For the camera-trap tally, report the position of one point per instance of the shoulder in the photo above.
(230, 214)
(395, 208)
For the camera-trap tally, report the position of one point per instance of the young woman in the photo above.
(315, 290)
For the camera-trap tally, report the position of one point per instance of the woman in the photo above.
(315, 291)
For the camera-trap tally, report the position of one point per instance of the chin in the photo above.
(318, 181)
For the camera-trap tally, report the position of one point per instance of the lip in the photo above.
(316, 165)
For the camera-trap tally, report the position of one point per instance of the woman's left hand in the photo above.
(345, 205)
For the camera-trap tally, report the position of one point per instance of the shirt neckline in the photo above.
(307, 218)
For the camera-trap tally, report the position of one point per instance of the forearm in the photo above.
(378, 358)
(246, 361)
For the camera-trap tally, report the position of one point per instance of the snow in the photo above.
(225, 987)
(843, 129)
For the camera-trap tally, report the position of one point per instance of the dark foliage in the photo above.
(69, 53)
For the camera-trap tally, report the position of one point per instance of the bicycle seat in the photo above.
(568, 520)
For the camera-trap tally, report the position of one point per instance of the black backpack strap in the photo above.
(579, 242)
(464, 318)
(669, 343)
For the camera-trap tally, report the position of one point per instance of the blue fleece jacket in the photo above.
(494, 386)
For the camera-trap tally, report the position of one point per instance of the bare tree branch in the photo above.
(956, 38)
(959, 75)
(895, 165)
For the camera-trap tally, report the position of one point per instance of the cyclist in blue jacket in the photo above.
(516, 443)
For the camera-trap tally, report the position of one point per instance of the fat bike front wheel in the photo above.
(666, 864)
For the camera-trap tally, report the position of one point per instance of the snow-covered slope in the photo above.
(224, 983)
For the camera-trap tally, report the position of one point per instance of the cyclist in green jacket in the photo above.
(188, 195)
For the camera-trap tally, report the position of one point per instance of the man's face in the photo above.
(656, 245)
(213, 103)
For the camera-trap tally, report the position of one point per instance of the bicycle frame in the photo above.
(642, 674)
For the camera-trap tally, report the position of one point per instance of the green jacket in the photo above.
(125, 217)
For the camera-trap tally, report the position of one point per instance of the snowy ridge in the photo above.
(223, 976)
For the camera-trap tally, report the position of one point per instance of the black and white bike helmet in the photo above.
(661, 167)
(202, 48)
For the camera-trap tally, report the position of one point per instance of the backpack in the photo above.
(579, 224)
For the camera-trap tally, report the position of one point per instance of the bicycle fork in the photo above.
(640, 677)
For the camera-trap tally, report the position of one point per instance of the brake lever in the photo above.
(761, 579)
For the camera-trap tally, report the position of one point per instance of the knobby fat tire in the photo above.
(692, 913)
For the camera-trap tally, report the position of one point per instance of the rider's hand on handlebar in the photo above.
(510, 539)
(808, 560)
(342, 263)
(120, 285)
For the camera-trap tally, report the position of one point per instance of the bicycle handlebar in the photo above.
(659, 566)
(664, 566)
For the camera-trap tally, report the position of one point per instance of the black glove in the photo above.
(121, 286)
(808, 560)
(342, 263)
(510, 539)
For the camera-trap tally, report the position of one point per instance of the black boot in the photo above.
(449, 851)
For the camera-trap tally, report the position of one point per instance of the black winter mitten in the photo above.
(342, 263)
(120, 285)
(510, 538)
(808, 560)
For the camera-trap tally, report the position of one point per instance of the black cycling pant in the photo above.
━━━
Using the exact wording, write out all of the records.

_Full output:_
For the camera-trap tally, report the position of one point per instance of the shoulder in the photo above.
(230, 214)
(395, 208)
For the camera-trap tally, report the position of one point per instance of the young woman in the photo above.
(315, 290)
For the camera-trap tally, report the position of one point per instance of the woman in the photo above.
(315, 291)
For the camera-trap tally, report the position of one point per instance of the chin in the photo above.
(318, 181)
For the camera-trap tally, report the position of one point per instance of the lip in the photo above.
(316, 165)
For the camera-trap tally, report the position of one point per instance of the woman's left hand in the photo above.
(345, 205)
For the camera-trap tally, report the position of one point per instance of the shirt neckline in the photo above.
(307, 218)
For the camera-trap tally, report the position of one point per instance of the forearm in the photo above.
(378, 358)
(246, 361)
For the camera-trap tally, report the position of one point per instance of the snow in the photo above.
(225, 987)
(843, 129)
For the camera-trap tally, report the position of one point per instance of the dark foliage in the photo above.
(69, 53)
For the camera-trap tally, report the position of one point per instance of the bicycle seat in the photo above.
(568, 520)
For the camera-trap tally, report the position of one point per instance of the black backpack strap in the photo above.
(579, 242)
(464, 318)
(669, 343)
For the camera-trap tally, report the position of one point per instance of the blue fleece jacket in the photo above.
(494, 386)
For the camera-trap tally, report the position of one point per instance of the bare tree branch in the photo above.
(956, 38)
(959, 75)
(895, 165)
For the camera-trap tally, report the position of one point per instance of the cyclist in blue jacket in the photo above.
(516, 443)
For the camera-trap tally, report the position of one point per instance of the fat bike front wheel in the photo above.
(666, 864)
For the camera-trap tally, report the position of one point per instance of the snow-covered slope in the photo above.
(224, 983)
For the camera-trap tally, report the position of one point per instance of the cyclist in green jacket in the photo above.
(188, 195)
For the camera-trap tally, report the position of one point per instance of the man's face in the photo above.
(656, 245)
(213, 103)
For the camera-trap tally, report the position of one point per instance of the bicycle frame in the photo above.
(642, 674)
For the camera-trap tally, report the position of one point per instance of the green jacket in the photo above.
(125, 217)
For the camera-trap tally, report the position of one point per instance of the snowy ridge in the photo above.
(223, 976)
For the camera-trap tally, report the position of one point per instance of the black and white bike helmet in the photo above.
(661, 167)
(202, 48)
For the camera-trap tally, report the position of one point per instance of the backpack in the photo above.
(579, 224)
For the camera-trap tally, report the position of one point per instance of the bicycle fork in the photo above.
(640, 677)
For the camera-trap tally, report the position of one point per instance of the brake lever in the photo above.
(761, 579)
For the camera-trap tally, report the position of one point per instance of the knobby fat tire in the photo above.
(692, 913)
For the camera-trap tally, report the position of one point per instance of the rider's hand on handlebar in the photo above.
(510, 539)
(808, 560)
(342, 263)
(120, 285)
For the camera-trap tally, report the position of one point per instance of the bicycle handlebar in the photo above.
(659, 566)
(664, 566)
For the camera-trap tally, report the position of one point per instance of the black glove in the photo above.
(121, 286)
(808, 560)
(342, 263)
(510, 539)
For the camera-trap tally, report the position of one point per instance of the black boot in the photo above.
(449, 851)
For the camera-trap tally, report the position of one point per instance of the black winter mitten in the photo above.
(342, 263)
(120, 285)
(510, 538)
(808, 560)
For the camera-trap tally, report the position of one point per instance of the black cycling pant in the photo above.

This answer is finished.